[Stored data entries]
------
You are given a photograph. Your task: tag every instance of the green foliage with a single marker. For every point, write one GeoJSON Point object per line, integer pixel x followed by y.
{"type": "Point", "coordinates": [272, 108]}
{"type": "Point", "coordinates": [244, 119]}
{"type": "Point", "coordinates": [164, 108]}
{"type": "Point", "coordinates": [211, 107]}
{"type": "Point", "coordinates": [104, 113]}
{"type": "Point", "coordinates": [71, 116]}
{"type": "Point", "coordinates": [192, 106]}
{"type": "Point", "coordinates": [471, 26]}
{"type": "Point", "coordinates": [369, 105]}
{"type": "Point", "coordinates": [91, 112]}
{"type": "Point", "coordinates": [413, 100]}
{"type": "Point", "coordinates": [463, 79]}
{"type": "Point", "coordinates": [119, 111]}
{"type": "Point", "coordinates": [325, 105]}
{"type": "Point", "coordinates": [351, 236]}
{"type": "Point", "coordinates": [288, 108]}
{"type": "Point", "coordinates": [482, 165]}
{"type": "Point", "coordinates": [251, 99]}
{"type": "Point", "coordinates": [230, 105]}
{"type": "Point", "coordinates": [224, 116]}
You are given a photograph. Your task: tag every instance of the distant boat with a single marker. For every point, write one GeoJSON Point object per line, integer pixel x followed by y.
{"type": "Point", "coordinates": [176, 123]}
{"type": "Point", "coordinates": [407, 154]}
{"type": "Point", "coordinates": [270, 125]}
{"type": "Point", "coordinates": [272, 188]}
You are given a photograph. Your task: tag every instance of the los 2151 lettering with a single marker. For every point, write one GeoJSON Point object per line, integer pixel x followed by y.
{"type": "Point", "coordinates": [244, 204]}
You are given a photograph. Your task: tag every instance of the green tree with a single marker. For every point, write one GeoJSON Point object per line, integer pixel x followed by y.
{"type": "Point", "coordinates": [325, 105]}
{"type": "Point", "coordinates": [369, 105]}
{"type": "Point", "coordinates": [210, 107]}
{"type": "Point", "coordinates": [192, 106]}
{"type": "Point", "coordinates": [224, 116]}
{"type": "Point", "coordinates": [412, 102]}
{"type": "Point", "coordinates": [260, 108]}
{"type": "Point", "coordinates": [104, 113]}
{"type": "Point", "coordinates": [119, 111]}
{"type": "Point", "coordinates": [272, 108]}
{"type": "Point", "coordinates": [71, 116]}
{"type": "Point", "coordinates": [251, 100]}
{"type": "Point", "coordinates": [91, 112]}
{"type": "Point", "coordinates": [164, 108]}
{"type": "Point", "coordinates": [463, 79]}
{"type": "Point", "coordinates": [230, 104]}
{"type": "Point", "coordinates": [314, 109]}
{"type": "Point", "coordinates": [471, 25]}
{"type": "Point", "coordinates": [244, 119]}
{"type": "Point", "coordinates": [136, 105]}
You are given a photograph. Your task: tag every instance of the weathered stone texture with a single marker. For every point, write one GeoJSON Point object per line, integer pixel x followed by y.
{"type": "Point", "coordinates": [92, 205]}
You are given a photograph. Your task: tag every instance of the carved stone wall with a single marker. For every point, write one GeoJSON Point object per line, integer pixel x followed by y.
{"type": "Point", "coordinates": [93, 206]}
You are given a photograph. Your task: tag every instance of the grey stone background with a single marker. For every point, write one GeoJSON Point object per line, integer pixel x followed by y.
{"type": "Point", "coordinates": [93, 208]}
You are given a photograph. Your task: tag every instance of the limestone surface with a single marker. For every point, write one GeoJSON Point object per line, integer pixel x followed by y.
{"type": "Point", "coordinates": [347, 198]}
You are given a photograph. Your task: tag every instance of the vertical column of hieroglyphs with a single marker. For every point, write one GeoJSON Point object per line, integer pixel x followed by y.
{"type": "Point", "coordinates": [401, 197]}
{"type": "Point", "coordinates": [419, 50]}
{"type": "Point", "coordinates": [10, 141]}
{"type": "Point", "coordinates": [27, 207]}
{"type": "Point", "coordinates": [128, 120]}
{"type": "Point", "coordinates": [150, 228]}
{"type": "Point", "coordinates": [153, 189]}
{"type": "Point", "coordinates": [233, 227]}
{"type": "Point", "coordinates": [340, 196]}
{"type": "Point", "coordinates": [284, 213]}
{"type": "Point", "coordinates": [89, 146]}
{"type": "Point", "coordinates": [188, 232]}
------
• What to work on:
Please retype all of the records, keeping each line exactly as it is.

• Output:
You are given a photograph. Your task: tag every instance of the green foliage with a single marker. For every point, write one GeoJSON Point object per line, integer pixel x followed by y.
{"type": "Point", "coordinates": [272, 108]}
{"type": "Point", "coordinates": [244, 119]}
{"type": "Point", "coordinates": [164, 108]}
{"type": "Point", "coordinates": [211, 107]}
{"type": "Point", "coordinates": [104, 113]}
{"type": "Point", "coordinates": [71, 116]}
{"type": "Point", "coordinates": [192, 106]}
{"type": "Point", "coordinates": [471, 26]}
{"type": "Point", "coordinates": [369, 105]}
{"type": "Point", "coordinates": [91, 112]}
{"type": "Point", "coordinates": [413, 100]}
{"type": "Point", "coordinates": [463, 79]}
{"type": "Point", "coordinates": [119, 111]}
{"type": "Point", "coordinates": [325, 105]}
{"type": "Point", "coordinates": [351, 236]}
{"type": "Point", "coordinates": [288, 108]}
{"type": "Point", "coordinates": [482, 165]}
{"type": "Point", "coordinates": [251, 99]}
{"type": "Point", "coordinates": [230, 105]}
{"type": "Point", "coordinates": [224, 116]}
You are given a photograph. Your task: tag every instance of the distant boat with a single marker. For every point, write one GeoJSON Point object per line, integer pixel x followed by y.
{"type": "Point", "coordinates": [176, 123]}
{"type": "Point", "coordinates": [407, 154]}
{"type": "Point", "coordinates": [270, 125]}
{"type": "Point", "coordinates": [272, 188]}
You are given a photograph. Your task: tag every instance of the los 2151 lettering with a single marker. For every point, write one GeoJSON Point object per line, integer pixel x followed by y.
{"type": "Point", "coordinates": [244, 204]}
You are given a photograph. Your task: tag every instance of the green tree with a single marker. For every point, write one GeoJSON Point object per line, integer pixel x followed by y.
{"type": "Point", "coordinates": [325, 105]}
{"type": "Point", "coordinates": [369, 105]}
{"type": "Point", "coordinates": [210, 107]}
{"type": "Point", "coordinates": [192, 106]}
{"type": "Point", "coordinates": [224, 116]}
{"type": "Point", "coordinates": [412, 102]}
{"type": "Point", "coordinates": [260, 108]}
{"type": "Point", "coordinates": [104, 113]}
{"type": "Point", "coordinates": [119, 111]}
{"type": "Point", "coordinates": [272, 108]}
{"type": "Point", "coordinates": [71, 116]}
{"type": "Point", "coordinates": [251, 100]}
{"type": "Point", "coordinates": [91, 112]}
{"type": "Point", "coordinates": [164, 108]}
{"type": "Point", "coordinates": [463, 79]}
{"type": "Point", "coordinates": [230, 104]}
{"type": "Point", "coordinates": [314, 109]}
{"type": "Point", "coordinates": [471, 25]}
{"type": "Point", "coordinates": [244, 119]}
{"type": "Point", "coordinates": [136, 105]}
You are given a photograph. Your task: tag every instance of the weathered stone texture with a single marker. For every point, write one GeoJSON Point object per line, integer pixel x followed by y.
{"type": "Point", "coordinates": [92, 205]}
You are given a photograph. Your task: tag every instance of the carved stone wall with a single marker. For every point, write one GeoJSON Point object per line, integer pixel x followed by y.
{"type": "Point", "coordinates": [93, 206]}
You are given a photograph. Your task: tag every instance of the grey stone background with a single marker. For every point, write one GeoJSON Point object per line, integer pixel x followed by y.
{"type": "Point", "coordinates": [93, 208]}
You are given a photograph. Your task: tag every instance of the limestone surface with a single marker. For every point, write one GeoJSON Point object per line, integer pixel x followed by y.
{"type": "Point", "coordinates": [347, 198]}
You are given a photograph. Your task: tag every instance of the vertical column of hieroglyphs with a single marker. For every point, write one GeoJSON Point object per line, integer pixel x followed by y.
{"type": "Point", "coordinates": [401, 197]}
{"type": "Point", "coordinates": [419, 50]}
{"type": "Point", "coordinates": [10, 141]}
{"type": "Point", "coordinates": [27, 207]}
{"type": "Point", "coordinates": [128, 120]}
{"type": "Point", "coordinates": [150, 228]}
{"type": "Point", "coordinates": [153, 189]}
{"type": "Point", "coordinates": [233, 227]}
{"type": "Point", "coordinates": [340, 196]}
{"type": "Point", "coordinates": [284, 213]}
{"type": "Point", "coordinates": [89, 146]}
{"type": "Point", "coordinates": [188, 232]}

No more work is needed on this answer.